--- DATA FOR THIS TASK Enclosed Below ---
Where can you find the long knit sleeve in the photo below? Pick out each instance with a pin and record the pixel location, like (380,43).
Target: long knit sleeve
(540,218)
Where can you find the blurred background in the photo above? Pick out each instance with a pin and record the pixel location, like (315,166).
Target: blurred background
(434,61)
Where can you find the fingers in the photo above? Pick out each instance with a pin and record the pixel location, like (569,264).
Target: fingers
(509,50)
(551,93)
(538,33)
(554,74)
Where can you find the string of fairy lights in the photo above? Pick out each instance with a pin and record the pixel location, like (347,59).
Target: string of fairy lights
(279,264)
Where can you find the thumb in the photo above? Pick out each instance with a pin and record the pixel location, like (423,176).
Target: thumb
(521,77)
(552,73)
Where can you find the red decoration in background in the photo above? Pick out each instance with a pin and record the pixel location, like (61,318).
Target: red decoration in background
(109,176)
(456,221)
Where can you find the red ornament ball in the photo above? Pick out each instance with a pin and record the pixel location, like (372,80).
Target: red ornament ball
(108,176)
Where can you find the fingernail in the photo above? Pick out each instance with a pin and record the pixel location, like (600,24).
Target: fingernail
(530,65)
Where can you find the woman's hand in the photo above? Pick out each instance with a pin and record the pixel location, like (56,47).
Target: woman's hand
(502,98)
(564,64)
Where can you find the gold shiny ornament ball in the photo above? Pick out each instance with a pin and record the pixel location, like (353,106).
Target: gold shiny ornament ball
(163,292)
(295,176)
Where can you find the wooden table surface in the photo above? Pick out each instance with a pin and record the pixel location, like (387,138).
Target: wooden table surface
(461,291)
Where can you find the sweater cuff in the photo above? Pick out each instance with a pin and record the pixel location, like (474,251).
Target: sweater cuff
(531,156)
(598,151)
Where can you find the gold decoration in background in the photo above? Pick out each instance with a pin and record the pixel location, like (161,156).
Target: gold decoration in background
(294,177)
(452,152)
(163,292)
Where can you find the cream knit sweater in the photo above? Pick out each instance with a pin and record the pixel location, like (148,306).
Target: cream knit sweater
--- End of Enclosed DATA FOR THIS TASK ---
» **ABOUT THIS EXERCISE**:
Each record above is to be given again without any change to its wording.

» **TASK ANSWER**:
Where can you find the long knit sleeve in the photo below? Pick out each instance with a pin and record the pixel location, like (380,43).
Target: long knit sleeve
(540,218)
Where can you find the blurred background in the photo above? Pick out each instance with a pin and record the pixel location, like (315,166).
Target: blurred background
(434,61)
Where can you find the fingers in the photo above? Pick out each instance with a pin and record the pixel location, like (569,264).
Target: fingers
(509,50)
(551,93)
(538,33)
(554,74)
Where can you find the string of fairy lights in the photo above? Pick out each instance with a pin and record the pixel location, like (347,59).
Target: string of fairy lights
(279,264)
Where can you find the thumb in the photo above? Pick out each instance with a pin and record the pixel location, like (423,176).
Target: thumb
(521,77)
(552,73)
Where can you find the red decoration in background in the photo above? Pick out each instance with a pin and record the pixel location, like (61,318).
Target: red decoration in background
(109,176)
(456,221)
Where can you find the red ornament ball in the photo above? Pick out each instance with a pin and record the pixel location, like (372,80).
Target: red ornament ball
(108,176)
Where can you find the fingernail in the photo above? Pick out each instance with a pin and record the pixel location, like (600,24).
Target: fingernail
(530,65)
Where can you find the woman's hand in the photo above? Pick out each instance with a pin and record the pixel location, like (56,47).
Target: woman's hand
(502,98)
(564,64)
Where can you find the gold shiny ornament ball in the photo above? Pick out each instance with a pin and record the pixel location, like (353,106).
Target: gold shiny ornament ball
(163,292)
(295,176)
Where can you find the wooden table surface in the photo above? Pick out each instance with a pin and record the pixel location, like (387,138).
Target: wooden table surface
(461,291)
Where can you find the sweater cuff in the photo above? Pick out each instance with a pin and record the pixel location, like (474,251).
Target: sweater cuff
(531,156)
(598,151)
Where can you find the gold decoration in background in the photo above? Pick out each instance with a pin and record the pixel location, like (161,156).
Target: gold decoration in background
(294,177)
(452,152)
(163,292)
Where can you find the cream knit sweater in the photo above? Pick out each instance with a pin and record the pixel location, like (148,306).
Target: cream knit sweater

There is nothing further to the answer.